→ Source data:
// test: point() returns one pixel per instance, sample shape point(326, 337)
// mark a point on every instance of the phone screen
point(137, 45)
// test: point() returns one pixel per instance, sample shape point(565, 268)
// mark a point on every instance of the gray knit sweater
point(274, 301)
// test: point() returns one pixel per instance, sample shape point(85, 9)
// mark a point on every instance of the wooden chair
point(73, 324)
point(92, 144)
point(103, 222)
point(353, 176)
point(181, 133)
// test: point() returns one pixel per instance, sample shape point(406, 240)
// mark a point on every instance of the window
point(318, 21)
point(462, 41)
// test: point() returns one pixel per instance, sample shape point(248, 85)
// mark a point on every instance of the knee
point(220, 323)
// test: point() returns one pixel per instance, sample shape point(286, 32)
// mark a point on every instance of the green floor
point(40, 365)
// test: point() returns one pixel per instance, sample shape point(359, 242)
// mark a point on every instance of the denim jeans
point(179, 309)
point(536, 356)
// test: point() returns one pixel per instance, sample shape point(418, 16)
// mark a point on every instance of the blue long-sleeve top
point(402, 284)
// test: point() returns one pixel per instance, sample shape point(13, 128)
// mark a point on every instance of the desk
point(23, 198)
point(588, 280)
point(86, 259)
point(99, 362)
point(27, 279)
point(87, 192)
---
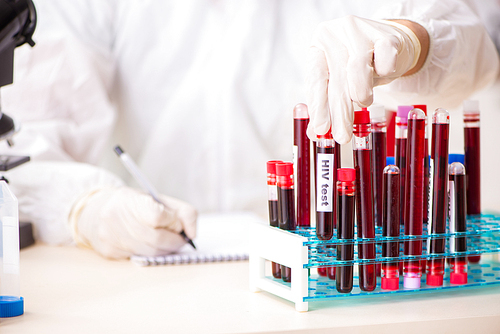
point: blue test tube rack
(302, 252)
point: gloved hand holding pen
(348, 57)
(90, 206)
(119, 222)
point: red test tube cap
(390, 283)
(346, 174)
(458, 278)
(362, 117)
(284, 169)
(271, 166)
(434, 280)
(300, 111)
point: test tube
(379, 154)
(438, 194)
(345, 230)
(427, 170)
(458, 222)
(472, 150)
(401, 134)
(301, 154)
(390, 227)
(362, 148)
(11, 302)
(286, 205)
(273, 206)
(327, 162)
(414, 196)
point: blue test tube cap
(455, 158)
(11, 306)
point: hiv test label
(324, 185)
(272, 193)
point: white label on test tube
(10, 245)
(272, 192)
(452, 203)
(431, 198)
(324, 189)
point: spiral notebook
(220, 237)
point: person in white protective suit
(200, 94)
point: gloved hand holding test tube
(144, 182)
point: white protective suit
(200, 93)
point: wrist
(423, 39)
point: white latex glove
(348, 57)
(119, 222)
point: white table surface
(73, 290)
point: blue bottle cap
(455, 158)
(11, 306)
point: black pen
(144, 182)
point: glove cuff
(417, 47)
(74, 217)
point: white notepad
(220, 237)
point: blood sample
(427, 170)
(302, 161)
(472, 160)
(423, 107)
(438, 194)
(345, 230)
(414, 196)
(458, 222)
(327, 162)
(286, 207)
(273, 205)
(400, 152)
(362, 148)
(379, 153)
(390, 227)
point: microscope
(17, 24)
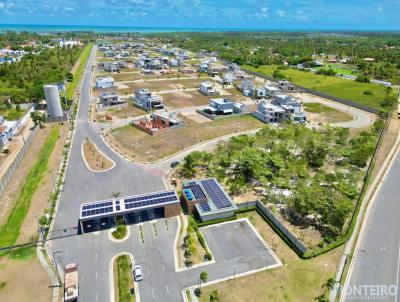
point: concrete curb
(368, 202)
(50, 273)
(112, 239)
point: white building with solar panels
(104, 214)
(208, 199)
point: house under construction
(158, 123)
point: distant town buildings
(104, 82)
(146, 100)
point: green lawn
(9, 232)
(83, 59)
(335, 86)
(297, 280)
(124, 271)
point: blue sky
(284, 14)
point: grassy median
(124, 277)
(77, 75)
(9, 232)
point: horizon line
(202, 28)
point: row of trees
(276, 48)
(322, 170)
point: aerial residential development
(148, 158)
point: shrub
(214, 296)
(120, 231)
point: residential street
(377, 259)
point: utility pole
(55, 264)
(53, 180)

→ Exercise aim: Copy out the entries word for word, starting with the line containing "shape point(326, 337)" and ending with the line containing "point(462, 41)", both lines included.

→ Correct response:
// test: point() returns one pixel per instance, sample shape point(326, 337)
// mark a point on every instance of the phone screen
point(137, 45)
// test: point() returns one pixel per instance, sample shape point(565, 268)
// mark a point on every instance of the gray knit sweater
point(274, 301)
// test: point() returns one pixel per instance, sample shape point(85, 9)
// mark a point on every instance of the wooden chair
point(73, 324)
point(92, 144)
point(103, 222)
point(353, 176)
point(181, 133)
// test: point() returns one pixel per instance, sample shape point(406, 240)
// mark a point on every instance of the window
point(318, 21)
point(462, 41)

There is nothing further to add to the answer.